Pictures within the data are to be left out; everything else must be reproduced exactly.

** Start of Dataset content **

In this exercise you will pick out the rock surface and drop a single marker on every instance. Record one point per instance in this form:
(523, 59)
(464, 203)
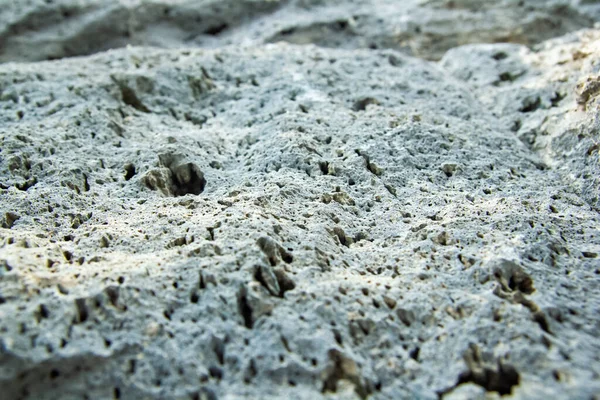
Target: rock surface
(329, 217)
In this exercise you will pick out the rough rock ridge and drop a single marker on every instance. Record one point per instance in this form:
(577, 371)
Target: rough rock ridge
(277, 199)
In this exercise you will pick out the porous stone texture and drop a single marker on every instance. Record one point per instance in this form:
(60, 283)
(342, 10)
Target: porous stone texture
(327, 216)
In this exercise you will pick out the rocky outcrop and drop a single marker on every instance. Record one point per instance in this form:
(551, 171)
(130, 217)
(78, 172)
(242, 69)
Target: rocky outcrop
(308, 219)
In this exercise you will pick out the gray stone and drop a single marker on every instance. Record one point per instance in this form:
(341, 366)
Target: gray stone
(225, 217)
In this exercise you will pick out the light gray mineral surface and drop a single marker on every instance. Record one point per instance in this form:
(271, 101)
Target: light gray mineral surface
(299, 199)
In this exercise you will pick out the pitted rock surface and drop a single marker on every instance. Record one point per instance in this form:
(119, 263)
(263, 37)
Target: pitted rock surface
(322, 217)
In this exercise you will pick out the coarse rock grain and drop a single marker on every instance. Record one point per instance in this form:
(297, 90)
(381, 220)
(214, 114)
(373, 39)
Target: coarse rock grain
(286, 220)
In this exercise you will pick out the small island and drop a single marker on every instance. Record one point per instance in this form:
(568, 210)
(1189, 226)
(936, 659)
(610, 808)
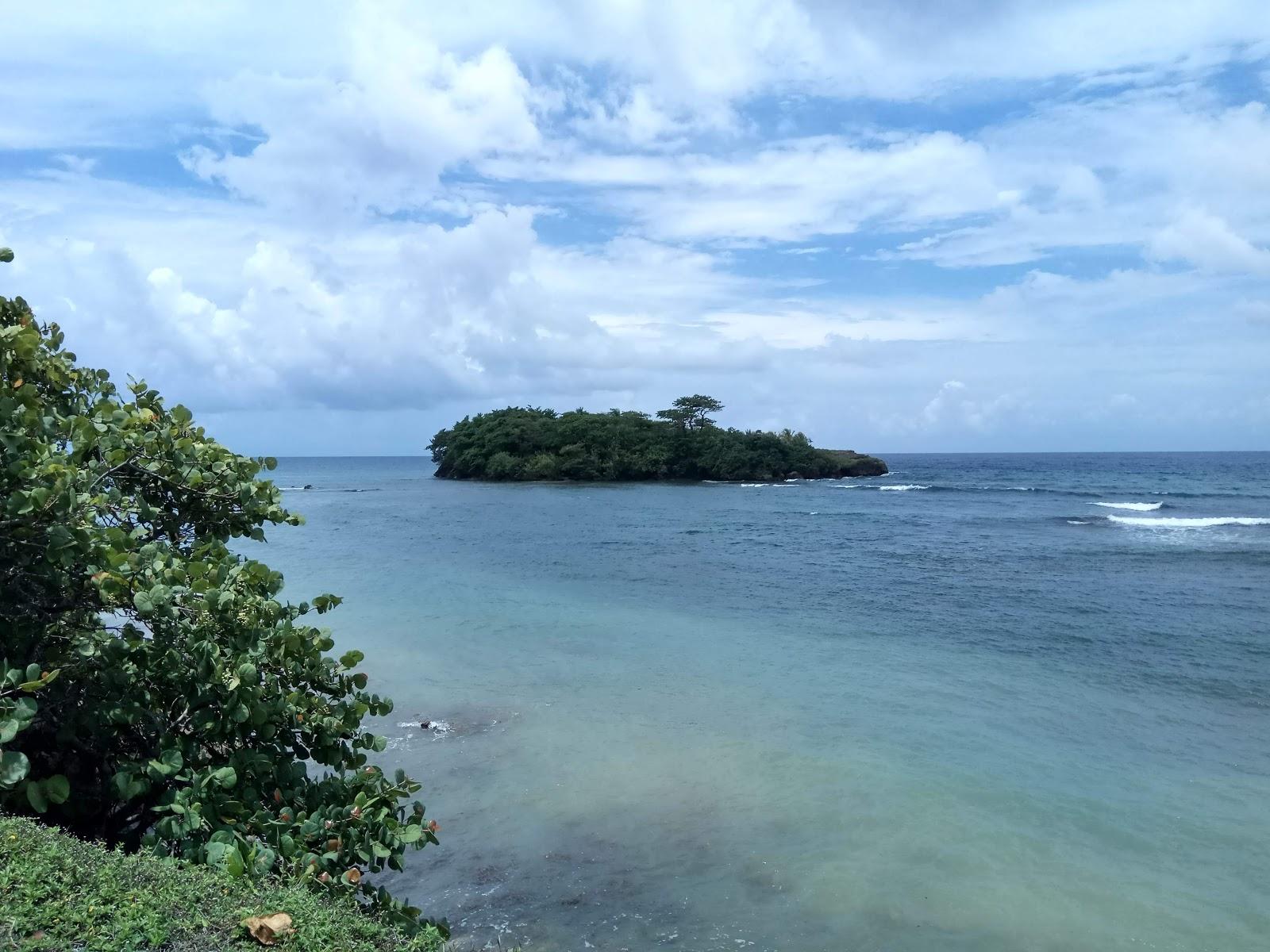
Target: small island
(525, 443)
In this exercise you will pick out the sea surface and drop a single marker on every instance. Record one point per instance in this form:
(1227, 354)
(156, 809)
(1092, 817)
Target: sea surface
(984, 704)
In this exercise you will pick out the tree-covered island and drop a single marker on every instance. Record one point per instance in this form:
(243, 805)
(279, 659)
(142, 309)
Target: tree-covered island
(524, 443)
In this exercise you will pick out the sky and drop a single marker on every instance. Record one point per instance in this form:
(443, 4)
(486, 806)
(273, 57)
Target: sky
(939, 225)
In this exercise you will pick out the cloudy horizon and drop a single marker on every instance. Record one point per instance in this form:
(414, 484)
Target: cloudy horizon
(943, 226)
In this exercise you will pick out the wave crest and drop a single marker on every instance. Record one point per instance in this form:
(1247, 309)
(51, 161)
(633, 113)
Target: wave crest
(1176, 522)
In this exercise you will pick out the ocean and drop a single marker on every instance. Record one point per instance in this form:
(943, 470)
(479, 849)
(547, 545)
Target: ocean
(988, 702)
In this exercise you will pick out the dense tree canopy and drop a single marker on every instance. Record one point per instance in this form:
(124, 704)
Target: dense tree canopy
(531, 443)
(156, 689)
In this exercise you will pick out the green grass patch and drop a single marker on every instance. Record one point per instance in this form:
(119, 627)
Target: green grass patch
(60, 892)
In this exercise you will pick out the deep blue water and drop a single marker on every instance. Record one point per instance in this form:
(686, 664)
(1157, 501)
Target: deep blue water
(959, 708)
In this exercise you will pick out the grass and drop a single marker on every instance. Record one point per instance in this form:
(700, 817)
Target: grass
(60, 892)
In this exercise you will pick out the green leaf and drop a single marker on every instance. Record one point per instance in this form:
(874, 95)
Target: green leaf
(226, 777)
(57, 789)
(13, 767)
(36, 797)
(410, 835)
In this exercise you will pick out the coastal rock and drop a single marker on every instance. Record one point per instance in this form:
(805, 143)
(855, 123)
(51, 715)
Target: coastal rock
(852, 463)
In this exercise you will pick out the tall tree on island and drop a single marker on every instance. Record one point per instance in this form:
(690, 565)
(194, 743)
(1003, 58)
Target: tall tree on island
(690, 413)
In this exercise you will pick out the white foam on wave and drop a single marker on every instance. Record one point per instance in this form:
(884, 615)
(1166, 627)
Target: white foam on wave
(1176, 522)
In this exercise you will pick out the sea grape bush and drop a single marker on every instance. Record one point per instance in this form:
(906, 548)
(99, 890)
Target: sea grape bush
(156, 691)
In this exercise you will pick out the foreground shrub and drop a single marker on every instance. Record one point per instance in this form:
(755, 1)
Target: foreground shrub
(156, 689)
(110, 901)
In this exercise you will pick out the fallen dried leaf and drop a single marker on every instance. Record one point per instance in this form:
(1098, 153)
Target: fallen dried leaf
(267, 930)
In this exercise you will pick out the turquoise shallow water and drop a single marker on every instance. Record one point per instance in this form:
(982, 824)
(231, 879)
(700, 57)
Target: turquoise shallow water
(982, 712)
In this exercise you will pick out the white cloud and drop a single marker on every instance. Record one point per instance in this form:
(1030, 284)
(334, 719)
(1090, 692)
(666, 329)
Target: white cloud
(1208, 243)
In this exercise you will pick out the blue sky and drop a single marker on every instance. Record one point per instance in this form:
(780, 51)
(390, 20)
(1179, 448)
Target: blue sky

** End of Dataset content **

• Solution for this exercise
In this exercise you will pick out the rock surface and drop a single marker on every instance. Record one point per instance in this form:
(523, 59)
(464, 203)
Target: rock surface
(329, 217)
In this exercise you will pick out the rough rock ridge and drop a single marker on every instance. Record one point per instance in this form:
(577, 371)
Target: rough rock ridge
(277, 199)
In this exercise you will pick out the porous stone texture and drop a single marker on every instance. Record one point per instance in this form:
(60, 283)
(342, 10)
Target: porous stone texture
(327, 216)
In this exercise you will pick out the rocky outcrop and drop a single marker on every instance. Record one point per instance in this form:
(551, 171)
(130, 217)
(78, 172)
(242, 69)
Target: rocky outcrop
(308, 219)
In this exercise you will pick out the gray stone and drop a single marker on every instance. Record one point per instance in this form:
(341, 366)
Target: gray stone
(225, 217)
In this exercise you will pick out the light gray mineral surface and drop a single marker on every instance. Record one point per instance in this form:
(271, 101)
Target: light gray mineral surface
(299, 199)
In this exercise you will pick out the pitted rock surface and drop a single marker on every instance. Record one point per instance in this form:
(119, 263)
(263, 37)
Target: pitted rock surface
(322, 217)
In this exercise you will pick out the coarse rock grain and drop a single marker on every instance. Record one point per instance in this form:
(297, 90)
(381, 220)
(214, 114)
(373, 39)
Target: coarse rock grain
(286, 220)
In this exercise you will pick out the small island and drop a single marker on every instance. Record one point per instance in this form:
(568, 210)
(1189, 226)
(936, 659)
(610, 808)
Target: small island
(525, 443)
In this exercise you will pick out the sea surface and drop a single marker on every instance. Record one point per instance in this form:
(1227, 354)
(156, 809)
(1092, 817)
Target: sea surface
(984, 704)
In this exercise you will pick out the tree-covered island and drop a single marker on every instance. Record one point per instance in this form:
(243, 805)
(279, 659)
(142, 309)
Target: tree-covered island
(524, 443)
In this exercise you will pick out the sky and drop a single marker on every instance. Record one point per instance in this form:
(443, 4)
(486, 806)
(273, 57)
Target: sky
(939, 225)
In this exercise you will pick out the cloudy horizon and drop a single marker on every instance. Record one point per instance in this form:
(414, 484)
Target: cloudy horizon
(943, 226)
In this exercise you will pick out the wave crest and drop a single marker on every instance. Record one point per instance in this form:
(1247, 309)
(51, 161)
(633, 113)
Target: wave crest
(1176, 522)
In this exercise you will pick out the ocean and drop a single marker on every instance. Record one point per instance in this form:
(943, 470)
(479, 849)
(547, 545)
Target: ocean
(988, 702)
In this exercise you will pick out the dense tree canopy and drop a single marker on every instance. Record one point per instance in this form:
(124, 704)
Target: dense tree canopy
(531, 443)
(156, 689)
In this exercise you will pick out the green grass patch and drop a single marker on every instance. Record one point per instance in this form:
(119, 627)
Target: green grass patch
(60, 892)
In this exercise you will pick out the deep blue water and drop a single marker on every instance. Record one point per instance in this form:
(686, 664)
(1157, 501)
Target: deep blue water
(959, 708)
In this exercise you will pick out the grass and drop a single marker on every instance. Record one point per instance in this form:
(700, 817)
Target: grass
(60, 892)
In this exercise you will pick out the green leaf and drop a single marker on every instance. Record one point per instance in this form:
(874, 95)
Target: green leaf
(226, 777)
(57, 789)
(13, 767)
(36, 797)
(410, 835)
In this exercise you will pick out the coastal rock and drop a single marker on every instance. Record one point per instance in this form:
(805, 143)
(855, 123)
(51, 715)
Target: coastal rock
(852, 463)
In this exercise you will pick out the tall tree on island and drop a single marker on every instance. Record one point per instance in this form:
(690, 565)
(194, 743)
(1003, 58)
Target: tall tree on island
(690, 413)
In this exercise you will pick out the white foam on wave and drop a single marker on every instance. Record one point per instance in this form:
(884, 615)
(1166, 627)
Target: white foam on wave
(1176, 522)
In this exercise you will pick out the sea grape bush and drop a single marker on every instance. Record one point per instance in this form:
(906, 548)
(99, 890)
Target: sea grape bush
(156, 691)
In this exercise you will pick out the foreground shrub and drop a single marker on every instance. Record one point per instance in this form:
(755, 1)
Target: foreground shrub
(156, 689)
(110, 901)
In this exercise you will pick out the fallen dried leaf and drop a single marker on every instance. Record one point per instance in this form:
(1098, 153)
Target: fallen dried leaf
(267, 930)
In this exercise you will pick out the turquoise shallow water and drop a single marker on every instance. Record one point per instance in this form:
(982, 824)
(231, 879)
(700, 57)
Target: turquoise shallow water
(982, 712)
In this exercise you will pick out the white cloud and drop a single marker on every instance. Record one point per instance in this form:
(1030, 284)
(334, 719)
(1090, 692)
(666, 329)
Target: white cloud
(1208, 243)
In this exercise you will pick out the blue sky and drop a single marker on every instance. Record one point per instance in this form:
(780, 51)
(390, 20)
(1179, 448)
Target: blue sky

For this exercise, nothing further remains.